■ **TASK DIRECTIONS**: Each entry must be duplicated precisely, with nothing left out.

Referring expression pointing data:
--

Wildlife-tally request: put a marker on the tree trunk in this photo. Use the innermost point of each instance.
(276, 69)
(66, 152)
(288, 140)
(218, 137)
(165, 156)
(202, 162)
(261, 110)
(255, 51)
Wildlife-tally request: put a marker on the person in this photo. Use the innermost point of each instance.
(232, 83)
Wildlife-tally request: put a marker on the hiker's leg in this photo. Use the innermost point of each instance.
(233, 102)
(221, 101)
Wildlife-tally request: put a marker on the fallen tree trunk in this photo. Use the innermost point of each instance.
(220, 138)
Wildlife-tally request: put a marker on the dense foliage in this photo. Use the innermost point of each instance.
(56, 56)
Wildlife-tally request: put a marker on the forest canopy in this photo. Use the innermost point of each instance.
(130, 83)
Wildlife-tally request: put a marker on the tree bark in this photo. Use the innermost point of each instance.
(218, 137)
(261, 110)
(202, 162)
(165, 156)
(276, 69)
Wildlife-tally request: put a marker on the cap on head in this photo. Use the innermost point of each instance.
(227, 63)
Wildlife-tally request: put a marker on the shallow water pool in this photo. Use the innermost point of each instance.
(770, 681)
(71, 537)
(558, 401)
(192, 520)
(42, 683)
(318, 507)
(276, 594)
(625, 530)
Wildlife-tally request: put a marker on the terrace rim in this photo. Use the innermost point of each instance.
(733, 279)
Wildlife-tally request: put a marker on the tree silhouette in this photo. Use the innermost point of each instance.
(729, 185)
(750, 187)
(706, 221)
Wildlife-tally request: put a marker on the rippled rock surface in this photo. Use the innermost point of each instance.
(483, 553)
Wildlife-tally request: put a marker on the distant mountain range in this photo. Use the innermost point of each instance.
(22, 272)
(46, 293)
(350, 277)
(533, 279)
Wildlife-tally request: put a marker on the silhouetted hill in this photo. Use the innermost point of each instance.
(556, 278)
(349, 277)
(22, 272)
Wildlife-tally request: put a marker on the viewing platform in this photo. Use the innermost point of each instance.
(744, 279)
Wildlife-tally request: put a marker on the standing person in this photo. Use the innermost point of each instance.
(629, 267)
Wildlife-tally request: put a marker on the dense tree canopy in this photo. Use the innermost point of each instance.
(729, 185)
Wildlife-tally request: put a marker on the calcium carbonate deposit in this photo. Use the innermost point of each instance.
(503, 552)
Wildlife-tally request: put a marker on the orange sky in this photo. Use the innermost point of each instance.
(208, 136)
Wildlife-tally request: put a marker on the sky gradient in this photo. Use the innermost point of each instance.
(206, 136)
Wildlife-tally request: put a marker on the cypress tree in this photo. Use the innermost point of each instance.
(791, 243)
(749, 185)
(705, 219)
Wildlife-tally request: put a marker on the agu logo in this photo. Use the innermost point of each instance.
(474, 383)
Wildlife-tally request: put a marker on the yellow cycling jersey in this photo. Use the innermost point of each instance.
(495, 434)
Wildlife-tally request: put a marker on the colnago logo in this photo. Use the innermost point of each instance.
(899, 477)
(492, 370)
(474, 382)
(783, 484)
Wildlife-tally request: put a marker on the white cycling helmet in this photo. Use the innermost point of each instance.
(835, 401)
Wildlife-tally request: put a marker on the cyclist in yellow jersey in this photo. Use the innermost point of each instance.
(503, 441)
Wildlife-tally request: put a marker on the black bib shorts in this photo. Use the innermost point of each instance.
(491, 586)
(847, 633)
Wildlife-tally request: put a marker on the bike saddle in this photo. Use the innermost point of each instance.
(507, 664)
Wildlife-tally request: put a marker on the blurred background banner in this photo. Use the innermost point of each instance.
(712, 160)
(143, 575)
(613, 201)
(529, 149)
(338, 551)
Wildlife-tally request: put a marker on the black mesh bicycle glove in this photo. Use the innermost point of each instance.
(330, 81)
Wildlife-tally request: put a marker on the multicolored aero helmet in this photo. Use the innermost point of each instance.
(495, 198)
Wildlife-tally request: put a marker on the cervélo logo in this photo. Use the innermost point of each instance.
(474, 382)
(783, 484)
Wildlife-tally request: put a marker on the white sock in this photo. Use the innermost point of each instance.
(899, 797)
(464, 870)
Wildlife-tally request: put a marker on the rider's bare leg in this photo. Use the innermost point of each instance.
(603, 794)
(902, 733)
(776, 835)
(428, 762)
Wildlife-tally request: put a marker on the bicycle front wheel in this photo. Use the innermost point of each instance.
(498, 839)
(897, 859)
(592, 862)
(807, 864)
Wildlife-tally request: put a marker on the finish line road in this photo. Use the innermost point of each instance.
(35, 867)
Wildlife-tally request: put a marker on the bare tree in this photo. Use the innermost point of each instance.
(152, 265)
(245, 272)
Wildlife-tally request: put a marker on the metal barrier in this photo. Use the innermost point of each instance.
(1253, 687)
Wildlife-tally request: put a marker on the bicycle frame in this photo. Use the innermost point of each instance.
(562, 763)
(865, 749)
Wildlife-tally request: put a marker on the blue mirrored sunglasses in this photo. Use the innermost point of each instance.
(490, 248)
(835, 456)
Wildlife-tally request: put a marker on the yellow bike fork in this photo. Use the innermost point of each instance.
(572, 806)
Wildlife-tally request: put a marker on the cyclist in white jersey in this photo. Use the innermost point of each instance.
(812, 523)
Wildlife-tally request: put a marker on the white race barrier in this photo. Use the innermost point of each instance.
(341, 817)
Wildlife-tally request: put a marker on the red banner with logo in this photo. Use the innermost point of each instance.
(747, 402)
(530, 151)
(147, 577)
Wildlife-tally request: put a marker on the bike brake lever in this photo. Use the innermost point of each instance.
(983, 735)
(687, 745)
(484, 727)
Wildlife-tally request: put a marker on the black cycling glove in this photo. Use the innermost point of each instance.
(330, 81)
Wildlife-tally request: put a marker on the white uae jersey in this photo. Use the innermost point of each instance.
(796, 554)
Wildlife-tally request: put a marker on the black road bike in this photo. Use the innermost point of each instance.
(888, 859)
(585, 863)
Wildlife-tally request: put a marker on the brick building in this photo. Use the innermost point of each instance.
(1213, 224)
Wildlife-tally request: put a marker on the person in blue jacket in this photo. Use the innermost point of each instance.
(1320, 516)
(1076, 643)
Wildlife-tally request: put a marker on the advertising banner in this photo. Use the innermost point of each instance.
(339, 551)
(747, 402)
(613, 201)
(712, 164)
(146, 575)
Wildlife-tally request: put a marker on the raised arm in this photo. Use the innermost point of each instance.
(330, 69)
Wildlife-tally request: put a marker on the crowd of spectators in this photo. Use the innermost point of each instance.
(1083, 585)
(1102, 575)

--

■ **REPLY TO THE EXERCISE**:
Wildlife-tally request: put a marker on the tree trunk in this photo. Use the innermost point of each instance.
(276, 69)
(66, 152)
(288, 140)
(218, 137)
(165, 156)
(202, 162)
(261, 110)
(255, 51)
Wildlife-tally request: put a marker on the person in this photo. Use the innermost point of each instance.
(232, 83)
Wildlife-tally request: put a marker on the hiker's leg in this photo. Use the innermost point of each instance.
(233, 102)
(221, 101)
Wildlife-tally request: put a marker on the fallen tree trunk in this photo. Use the innermost point of each instance.
(220, 138)
Wildlife-tally request: put a marker on the dense foliage in this photo. Use the innermost point of each instance.
(56, 56)
Wildlife-tally request: put a marker on the forest canopy in this photo. Use the innermost point of each instance.
(130, 83)
Wildlife-tally request: put a marker on the tree bark in this photo. Use the innermost point of each instance.
(218, 137)
(261, 110)
(202, 162)
(165, 156)
(276, 69)
Wildlife-tally request: put a marker on the cap on head in this photo. Use the innermost point of each instance.
(227, 63)
Wildlife-tally request: put a marker on the shallow water pool in this photo. Use the innermost point of each instance.
(770, 681)
(71, 537)
(558, 401)
(192, 520)
(42, 683)
(318, 507)
(276, 594)
(625, 530)
Wildlife-tally request: put a marker on the terrace rim in this photo. Use the innermost point of each instance.
(733, 279)
Wildlife-tally request: put a marker on the tree silhouette in this photo. Use the innermost point of each instance.
(729, 185)
(750, 187)
(706, 221)
Wildlife-tally request: put a marker on the rippled rock surface in this photo. Use the innermost point of each instance.
(483, 553)
Wildlife-tally request: put a marker on the distant mountain range in this photo. Use the innermost point of each instance.
(22, 272)
(46, 293)
(350, 277)
(533, 279)
Wildlife-tally request: put a marker on the silhouetted hill in this photo. Use the innermost point of each instance.
(556, 278)
(349, 277)
(22, 272)
Wildlife-tally request: put a marker on the viewing platform in this photo. Use the innermost point of each instance.
(744, 279)
Wildlife-tally request: put a marker on the standing person in this photo. Use the innermost point of each instance.
(629, 267)
Wildlife-tally request: put a marker on the dense tree canopy in this photo. Use the innermost point of each instance.
(729, 185)
Wildlife-tally request: put a marker on the calcium carbonate deposit in this photo. Use the innermost point of each instance.
(503, 552)
Wildlife-tally request: put a marker on the orange sky in this photo. Use the innermost point of each instance.
(208, 136)
Wildlife-tally request: put a marker on the sky gradient in this photo. Use the innermost point of each instance.
(206, 136)
Wildlife-tally request: put a marker on the cypress tree in this photo. Use the innermost point of each instance.
(791, 243)
(749, 185)
(705, 219)
Wildlife-tally request: put a marker on the agu logo in this photo. Use the innermost point of each instance.
(474, 383)
Wildlife-tally request: put a marker on the yellow cycling jersey in this photo. Use the innermost point of each instance.
(495, 434)
Wildlife-tally request: put a marker on the colnago logo in this photo. Use the innermost point of each instance.
(899, 477)
(492, 370)
(474, 382)
(783, 484)
Wildlife-tally request: put a marker on the white cycling helmet in this photo. Use the innermost point of each instance.
(835, 401)
Wildlife-tally request: put a marker on the cyclist in yellow jersey in this photo. Use the innermost point of each instance.
(503, 441)
Wildlife-tally request: put a marker on the black bib shorts in this photo. Use the innermost point of each instance.
(491, 586)
(847, 633)
Wildlife-tally request: put a marker on the bike saddle in this photo. Use the innermost point of each instance.
(507, 664)
Wildlife-tally request: put a marker on the blurred background banner in this photo. Use the innermost point of each instance.
(712, 160)
(143, 575)
(613, 201)
(529, 149)
(338, 551)
Wildlife-tally request: put a marker on the black mesh bicycle glove in this photo. Use the innermost point of each instance.
(330, 81)
Wildlife-tally request: put a marker on the multicolored aero helmet in this photo. Use the innermost point of each instance.
(495, 198)
Wildlife-tally request: put a marker on the cervélo logo in this photo. Use the innermost point of each instance.
(474, 382)
(783, 484)
Wildlife-tally request: put a marker on the white sock in this photo. Use the innermost point of each instance.
(899, 797)
(464, 870)
Wildlife-tally request: put a marker on the rider's bare leg in this photo. Use the innermost point of each instance.
(603, 794)
(902, 733)
(776, 835)
(428, 762)
Wildlife-tally request: put a marker on the bicycle front wheel in this photo. Use the innermost point of each instance.
(498, 839)
(897, 859)
(592, 862)
(807, 864)
Wildlife-tally request: put a marker on the finish line road in this photo. Use the innermost point of each instance.
(35, 867)
Wildlife-tally request: put a marker on the bare tree in this photo. Use the innermost point of each instance.
(152, 265)
(245, 272)
Wildlife-tally request: put a marker on the metal barrier in this photo. Use the innermost point of each instance.
(1253, 687)
Wildlife-tally request: put a marker on the bicycle frame in this photo. Use the innermost point of each instance.
(562, 763)
(865, 749)
Wildlife-tally request: put a marker on the blue mirrored sunglasses in this photo. Use the innermost point of each instance.
(490, 248)
(835, 456)
Wildlife-tally request: put a marker on the yellow bike fork in this photo. Use the innermost point of each instance.
(572, 806)
Wildlife-tally request: put a marker on the cyclist in white jersey in this photo. Use the innermost point of each instance.
(812, 523)
Wildlife-tally request: put a marker on the white race barrier in this photo. Use the innermost point of each instance.
(341, 817)
Wildlife-tally request: put a marker on the red banner with logo in this photo. Use the innermost point of each instance.
(747, 402)
(530, 151)
(147, 577)
Wildlife-tally request: put a marker on the bike brake lever in this photo. Use the innermost point of each instance.
(983, 735)
(687, 745)
(484, 727)
Wildlife-tally request: put a marker on the black cycling glove in this photo. Use the innermost point of each instance.
(330, 81)
Wildlife-tally request: put a marker on the white uae jersey in this photo. Use the innermost point of each instance.
(796, 554)
Wildlife-tally request: put a marker on the black road bike in this photo. Use the innermost point of each instance.
(888, 859)
(585, 863)
Wildlife-tally request: put a marker on the brick building in this photo. Use the innermost point of each instance.
(1213, 224)
Wildlife-tally request: put a marker on the person in blue jacket in this photo. Use the innermost point of each instance.
(1320, 516)
(1076, 643)
Wildlife-tally request: put a marker on the advertising banner in this photo. Use the innermost point of each instance.
(339, 551)
(747, 402)
(613, 201)
(712, 164)
(146, 575)
Wildlife-tally request: put a marker on the raised arm in this photo. Use the innermost point of each instance.
(330, 69)
Wildlife-tally request: put a marker on the crowd of spectators in this photo. Use the innermost point of each instance.
(1083, 585)
(1102, 575)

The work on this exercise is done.